## Given data
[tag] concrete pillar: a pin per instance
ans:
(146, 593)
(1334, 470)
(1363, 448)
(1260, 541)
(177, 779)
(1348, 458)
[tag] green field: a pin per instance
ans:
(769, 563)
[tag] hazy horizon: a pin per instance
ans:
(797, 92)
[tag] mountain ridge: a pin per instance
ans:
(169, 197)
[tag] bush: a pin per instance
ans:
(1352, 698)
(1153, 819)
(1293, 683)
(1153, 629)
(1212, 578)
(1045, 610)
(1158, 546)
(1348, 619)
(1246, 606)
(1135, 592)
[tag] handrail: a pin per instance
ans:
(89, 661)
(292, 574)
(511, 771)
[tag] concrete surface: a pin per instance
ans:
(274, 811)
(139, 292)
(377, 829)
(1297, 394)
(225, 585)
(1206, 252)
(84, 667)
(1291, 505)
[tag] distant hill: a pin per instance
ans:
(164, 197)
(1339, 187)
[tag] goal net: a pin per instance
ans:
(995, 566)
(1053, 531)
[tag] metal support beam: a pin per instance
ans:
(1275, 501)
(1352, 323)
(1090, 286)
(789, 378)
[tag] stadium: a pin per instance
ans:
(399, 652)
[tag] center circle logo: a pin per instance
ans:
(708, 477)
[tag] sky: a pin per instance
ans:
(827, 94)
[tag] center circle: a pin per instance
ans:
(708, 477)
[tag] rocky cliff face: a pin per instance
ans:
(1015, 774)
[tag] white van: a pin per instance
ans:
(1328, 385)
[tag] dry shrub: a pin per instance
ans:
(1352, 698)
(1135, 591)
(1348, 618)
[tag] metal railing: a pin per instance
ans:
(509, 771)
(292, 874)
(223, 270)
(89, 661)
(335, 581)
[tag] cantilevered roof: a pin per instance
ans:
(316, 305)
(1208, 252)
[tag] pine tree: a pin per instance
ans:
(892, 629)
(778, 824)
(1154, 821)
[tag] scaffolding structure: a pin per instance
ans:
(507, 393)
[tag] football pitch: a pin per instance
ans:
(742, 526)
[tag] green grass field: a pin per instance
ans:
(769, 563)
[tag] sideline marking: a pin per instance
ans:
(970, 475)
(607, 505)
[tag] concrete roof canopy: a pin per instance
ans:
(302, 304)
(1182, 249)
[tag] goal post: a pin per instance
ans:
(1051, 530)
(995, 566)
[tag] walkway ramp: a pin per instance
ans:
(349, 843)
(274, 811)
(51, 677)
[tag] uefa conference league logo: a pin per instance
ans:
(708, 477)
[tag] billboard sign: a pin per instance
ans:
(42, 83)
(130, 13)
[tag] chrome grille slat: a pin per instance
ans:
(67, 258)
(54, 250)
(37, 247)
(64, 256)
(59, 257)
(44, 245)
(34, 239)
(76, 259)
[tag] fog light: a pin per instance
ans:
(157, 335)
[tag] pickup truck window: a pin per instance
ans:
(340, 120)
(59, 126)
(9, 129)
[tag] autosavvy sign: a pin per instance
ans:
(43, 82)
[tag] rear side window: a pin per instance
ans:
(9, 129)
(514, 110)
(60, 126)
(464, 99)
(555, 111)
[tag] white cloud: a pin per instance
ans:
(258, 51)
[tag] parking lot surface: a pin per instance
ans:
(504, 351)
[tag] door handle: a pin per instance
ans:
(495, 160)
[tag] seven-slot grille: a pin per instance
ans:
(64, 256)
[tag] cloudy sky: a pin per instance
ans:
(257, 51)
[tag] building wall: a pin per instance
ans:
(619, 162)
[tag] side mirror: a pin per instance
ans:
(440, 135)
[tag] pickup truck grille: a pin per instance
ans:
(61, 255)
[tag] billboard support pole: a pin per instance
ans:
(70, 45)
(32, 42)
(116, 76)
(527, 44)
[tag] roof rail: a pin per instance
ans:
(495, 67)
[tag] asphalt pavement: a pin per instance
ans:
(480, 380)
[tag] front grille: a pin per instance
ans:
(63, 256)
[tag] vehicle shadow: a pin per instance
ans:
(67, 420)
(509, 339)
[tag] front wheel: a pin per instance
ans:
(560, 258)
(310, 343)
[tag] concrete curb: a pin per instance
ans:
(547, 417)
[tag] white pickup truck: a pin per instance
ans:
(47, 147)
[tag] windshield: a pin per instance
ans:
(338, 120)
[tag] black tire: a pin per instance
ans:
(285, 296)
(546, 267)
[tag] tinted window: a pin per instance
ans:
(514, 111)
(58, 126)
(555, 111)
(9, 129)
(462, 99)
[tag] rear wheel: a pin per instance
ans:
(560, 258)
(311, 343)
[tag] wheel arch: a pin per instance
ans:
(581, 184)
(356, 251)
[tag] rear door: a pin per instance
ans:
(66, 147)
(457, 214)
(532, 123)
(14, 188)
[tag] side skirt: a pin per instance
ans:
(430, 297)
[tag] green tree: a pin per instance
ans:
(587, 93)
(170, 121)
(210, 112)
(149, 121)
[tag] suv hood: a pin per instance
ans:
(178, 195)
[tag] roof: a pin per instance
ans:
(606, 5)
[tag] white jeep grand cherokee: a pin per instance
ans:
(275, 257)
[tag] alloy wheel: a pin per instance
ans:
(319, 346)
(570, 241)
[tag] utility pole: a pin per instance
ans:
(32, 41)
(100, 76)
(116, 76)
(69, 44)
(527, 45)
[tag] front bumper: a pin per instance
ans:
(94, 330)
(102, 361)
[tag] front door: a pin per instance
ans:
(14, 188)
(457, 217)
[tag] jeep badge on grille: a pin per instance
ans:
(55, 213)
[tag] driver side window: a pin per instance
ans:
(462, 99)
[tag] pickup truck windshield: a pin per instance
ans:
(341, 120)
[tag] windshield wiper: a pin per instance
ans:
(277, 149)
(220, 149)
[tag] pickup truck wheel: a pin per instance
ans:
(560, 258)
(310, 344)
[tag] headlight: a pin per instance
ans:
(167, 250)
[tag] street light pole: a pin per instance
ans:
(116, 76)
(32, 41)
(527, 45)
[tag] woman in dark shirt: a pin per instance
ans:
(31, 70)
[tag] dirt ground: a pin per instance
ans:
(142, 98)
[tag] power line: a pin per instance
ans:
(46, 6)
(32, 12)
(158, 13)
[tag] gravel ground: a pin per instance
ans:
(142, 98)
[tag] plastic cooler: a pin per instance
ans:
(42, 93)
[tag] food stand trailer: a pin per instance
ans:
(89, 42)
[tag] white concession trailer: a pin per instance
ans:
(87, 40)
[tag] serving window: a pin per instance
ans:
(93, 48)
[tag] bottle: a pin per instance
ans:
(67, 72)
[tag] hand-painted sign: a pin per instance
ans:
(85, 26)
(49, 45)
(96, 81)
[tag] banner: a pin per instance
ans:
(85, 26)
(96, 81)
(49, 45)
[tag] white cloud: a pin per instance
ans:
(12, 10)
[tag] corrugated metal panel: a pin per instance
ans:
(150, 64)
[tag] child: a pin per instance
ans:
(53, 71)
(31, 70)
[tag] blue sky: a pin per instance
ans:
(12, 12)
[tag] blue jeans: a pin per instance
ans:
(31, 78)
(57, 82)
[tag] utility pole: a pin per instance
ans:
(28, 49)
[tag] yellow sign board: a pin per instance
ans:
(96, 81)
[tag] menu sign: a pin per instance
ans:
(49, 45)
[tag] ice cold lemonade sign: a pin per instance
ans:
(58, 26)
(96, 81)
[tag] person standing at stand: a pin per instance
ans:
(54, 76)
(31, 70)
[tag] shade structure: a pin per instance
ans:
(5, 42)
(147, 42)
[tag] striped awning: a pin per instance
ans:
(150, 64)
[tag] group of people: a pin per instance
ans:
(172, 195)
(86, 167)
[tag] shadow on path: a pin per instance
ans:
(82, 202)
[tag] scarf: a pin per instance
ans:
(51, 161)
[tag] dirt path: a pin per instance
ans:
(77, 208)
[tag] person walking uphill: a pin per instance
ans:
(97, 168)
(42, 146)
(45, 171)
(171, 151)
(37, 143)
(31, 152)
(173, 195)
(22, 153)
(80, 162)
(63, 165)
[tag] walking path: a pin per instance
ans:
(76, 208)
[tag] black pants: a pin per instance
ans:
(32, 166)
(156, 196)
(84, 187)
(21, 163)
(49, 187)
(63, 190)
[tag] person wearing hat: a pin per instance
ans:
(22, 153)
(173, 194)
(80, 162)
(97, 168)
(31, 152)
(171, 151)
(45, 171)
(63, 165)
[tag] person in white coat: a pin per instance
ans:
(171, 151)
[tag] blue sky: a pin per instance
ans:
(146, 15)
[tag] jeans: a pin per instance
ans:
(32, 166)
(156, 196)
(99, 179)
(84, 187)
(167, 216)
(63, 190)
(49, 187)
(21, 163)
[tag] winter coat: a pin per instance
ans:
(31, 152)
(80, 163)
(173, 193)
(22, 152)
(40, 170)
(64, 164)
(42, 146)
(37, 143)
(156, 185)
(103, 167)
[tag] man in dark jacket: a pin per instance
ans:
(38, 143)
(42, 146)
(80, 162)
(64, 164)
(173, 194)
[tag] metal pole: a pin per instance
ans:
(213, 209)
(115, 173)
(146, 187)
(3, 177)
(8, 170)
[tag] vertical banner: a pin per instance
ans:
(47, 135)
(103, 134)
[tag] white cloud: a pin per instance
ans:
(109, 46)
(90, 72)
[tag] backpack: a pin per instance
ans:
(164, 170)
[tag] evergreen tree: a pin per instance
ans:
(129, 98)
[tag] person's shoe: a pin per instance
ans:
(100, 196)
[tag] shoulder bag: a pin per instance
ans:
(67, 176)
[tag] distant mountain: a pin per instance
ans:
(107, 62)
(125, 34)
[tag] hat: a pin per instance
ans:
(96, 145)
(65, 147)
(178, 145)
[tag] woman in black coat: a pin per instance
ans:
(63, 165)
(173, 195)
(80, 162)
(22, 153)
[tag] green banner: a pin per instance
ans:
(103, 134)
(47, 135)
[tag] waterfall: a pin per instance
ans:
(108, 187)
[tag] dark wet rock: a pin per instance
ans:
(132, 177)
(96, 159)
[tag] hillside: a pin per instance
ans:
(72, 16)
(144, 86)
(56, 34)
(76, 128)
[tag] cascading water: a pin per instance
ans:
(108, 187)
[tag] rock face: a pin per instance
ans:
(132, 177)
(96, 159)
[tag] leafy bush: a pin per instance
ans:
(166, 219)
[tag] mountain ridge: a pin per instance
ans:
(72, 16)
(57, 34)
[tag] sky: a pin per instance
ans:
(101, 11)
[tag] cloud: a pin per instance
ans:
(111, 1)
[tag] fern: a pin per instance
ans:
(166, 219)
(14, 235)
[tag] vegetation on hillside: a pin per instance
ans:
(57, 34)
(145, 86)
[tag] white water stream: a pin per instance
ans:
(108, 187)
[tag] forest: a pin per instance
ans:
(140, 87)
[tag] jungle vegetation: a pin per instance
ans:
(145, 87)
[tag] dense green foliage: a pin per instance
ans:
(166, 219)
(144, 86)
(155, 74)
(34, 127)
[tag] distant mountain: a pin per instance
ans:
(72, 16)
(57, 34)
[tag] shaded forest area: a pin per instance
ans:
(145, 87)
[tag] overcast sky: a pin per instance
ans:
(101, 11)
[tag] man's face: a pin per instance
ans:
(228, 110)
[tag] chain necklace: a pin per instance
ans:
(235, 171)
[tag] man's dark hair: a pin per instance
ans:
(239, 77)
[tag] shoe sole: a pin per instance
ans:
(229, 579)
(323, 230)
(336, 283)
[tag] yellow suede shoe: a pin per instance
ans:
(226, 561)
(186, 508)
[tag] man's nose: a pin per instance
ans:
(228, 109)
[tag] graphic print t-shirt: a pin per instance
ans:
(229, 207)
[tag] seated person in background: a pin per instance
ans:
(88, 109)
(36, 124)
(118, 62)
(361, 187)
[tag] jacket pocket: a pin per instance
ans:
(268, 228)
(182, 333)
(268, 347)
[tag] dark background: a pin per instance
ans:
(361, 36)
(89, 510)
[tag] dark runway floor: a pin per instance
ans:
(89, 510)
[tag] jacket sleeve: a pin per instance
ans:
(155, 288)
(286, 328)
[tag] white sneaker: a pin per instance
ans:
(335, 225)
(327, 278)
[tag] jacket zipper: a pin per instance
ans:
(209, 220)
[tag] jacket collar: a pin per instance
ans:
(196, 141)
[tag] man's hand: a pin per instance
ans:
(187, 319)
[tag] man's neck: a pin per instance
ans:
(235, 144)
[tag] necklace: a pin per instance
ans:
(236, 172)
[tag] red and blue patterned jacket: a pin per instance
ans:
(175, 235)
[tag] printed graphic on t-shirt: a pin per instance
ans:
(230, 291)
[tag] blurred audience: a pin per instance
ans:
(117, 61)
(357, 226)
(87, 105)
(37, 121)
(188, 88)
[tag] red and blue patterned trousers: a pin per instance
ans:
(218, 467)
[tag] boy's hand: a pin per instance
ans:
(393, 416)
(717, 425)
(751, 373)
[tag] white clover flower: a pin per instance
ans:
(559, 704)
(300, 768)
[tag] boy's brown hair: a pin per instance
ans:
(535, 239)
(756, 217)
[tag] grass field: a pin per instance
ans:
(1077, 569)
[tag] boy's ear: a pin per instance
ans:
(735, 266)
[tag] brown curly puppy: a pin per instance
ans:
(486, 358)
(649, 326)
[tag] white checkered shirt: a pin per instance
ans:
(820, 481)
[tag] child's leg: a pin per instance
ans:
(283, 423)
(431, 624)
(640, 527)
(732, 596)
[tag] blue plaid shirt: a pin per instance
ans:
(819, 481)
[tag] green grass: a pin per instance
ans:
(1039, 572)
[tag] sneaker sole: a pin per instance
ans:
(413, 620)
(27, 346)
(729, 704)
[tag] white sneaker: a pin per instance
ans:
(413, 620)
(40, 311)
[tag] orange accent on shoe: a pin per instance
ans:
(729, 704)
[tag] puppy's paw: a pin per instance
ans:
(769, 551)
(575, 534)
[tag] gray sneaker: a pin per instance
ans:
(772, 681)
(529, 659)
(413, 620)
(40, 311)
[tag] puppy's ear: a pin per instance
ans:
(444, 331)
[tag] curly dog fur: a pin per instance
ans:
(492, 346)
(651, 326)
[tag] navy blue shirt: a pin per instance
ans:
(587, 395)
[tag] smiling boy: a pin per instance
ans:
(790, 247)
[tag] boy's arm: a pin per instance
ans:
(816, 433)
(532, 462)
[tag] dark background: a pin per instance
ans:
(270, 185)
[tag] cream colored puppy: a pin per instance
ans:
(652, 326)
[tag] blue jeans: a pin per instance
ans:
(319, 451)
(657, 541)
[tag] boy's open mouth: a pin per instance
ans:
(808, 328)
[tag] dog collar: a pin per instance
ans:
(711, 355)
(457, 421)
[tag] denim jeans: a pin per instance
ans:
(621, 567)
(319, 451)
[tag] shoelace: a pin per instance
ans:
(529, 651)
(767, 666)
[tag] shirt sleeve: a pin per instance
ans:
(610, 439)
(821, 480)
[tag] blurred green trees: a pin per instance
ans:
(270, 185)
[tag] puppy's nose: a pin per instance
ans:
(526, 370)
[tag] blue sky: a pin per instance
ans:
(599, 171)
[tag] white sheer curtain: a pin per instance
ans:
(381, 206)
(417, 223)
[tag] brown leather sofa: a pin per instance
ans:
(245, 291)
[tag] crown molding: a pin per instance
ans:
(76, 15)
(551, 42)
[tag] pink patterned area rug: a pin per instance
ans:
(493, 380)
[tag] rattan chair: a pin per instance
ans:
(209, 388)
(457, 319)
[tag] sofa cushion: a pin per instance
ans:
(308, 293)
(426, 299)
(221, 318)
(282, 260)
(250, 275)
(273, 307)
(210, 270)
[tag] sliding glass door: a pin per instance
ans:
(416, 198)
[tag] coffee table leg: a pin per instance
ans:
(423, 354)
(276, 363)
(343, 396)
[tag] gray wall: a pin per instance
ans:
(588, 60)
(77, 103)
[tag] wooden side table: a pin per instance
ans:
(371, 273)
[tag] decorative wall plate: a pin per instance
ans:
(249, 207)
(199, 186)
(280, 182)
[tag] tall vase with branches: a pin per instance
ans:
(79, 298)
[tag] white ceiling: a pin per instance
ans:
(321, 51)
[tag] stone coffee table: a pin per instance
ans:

## Task to complete
Among the lines of the data, identify those with the word "patterned". Copy each of them.

## Response box
[tag] red and blue patterned jacket: a pin per instance
[tag] red and blue patterned trousers: a pin per instance
[tag] pink patterned area rug: a pin per instance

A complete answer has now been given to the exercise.